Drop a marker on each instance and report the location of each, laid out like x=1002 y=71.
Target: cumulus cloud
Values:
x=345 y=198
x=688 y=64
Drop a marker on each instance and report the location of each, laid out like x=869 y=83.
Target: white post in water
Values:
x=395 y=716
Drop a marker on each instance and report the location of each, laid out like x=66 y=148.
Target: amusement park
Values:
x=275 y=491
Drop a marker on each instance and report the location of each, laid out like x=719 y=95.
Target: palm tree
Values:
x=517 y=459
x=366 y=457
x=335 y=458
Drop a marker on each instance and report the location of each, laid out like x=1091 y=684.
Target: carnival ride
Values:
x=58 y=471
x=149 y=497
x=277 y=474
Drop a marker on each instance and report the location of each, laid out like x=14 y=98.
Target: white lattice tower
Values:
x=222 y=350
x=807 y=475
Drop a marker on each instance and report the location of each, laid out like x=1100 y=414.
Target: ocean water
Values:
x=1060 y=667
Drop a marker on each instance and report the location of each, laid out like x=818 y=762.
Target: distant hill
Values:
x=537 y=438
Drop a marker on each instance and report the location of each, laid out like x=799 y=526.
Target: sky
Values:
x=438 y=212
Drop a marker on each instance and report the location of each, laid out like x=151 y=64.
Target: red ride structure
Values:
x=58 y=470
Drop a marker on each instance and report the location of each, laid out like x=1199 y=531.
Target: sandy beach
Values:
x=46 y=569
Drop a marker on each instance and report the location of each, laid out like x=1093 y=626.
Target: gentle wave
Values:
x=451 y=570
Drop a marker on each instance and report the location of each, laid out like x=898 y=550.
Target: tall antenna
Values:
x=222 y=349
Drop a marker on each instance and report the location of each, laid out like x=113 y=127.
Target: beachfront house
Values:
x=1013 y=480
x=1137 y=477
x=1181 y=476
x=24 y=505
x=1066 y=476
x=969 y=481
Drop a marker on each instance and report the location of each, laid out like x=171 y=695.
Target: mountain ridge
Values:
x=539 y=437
* * * * * * * * *
Task instructions =
Find each line in the listing above that contains "water", and copy that line.

Answer area =
Target: white post in water
Target: ocean water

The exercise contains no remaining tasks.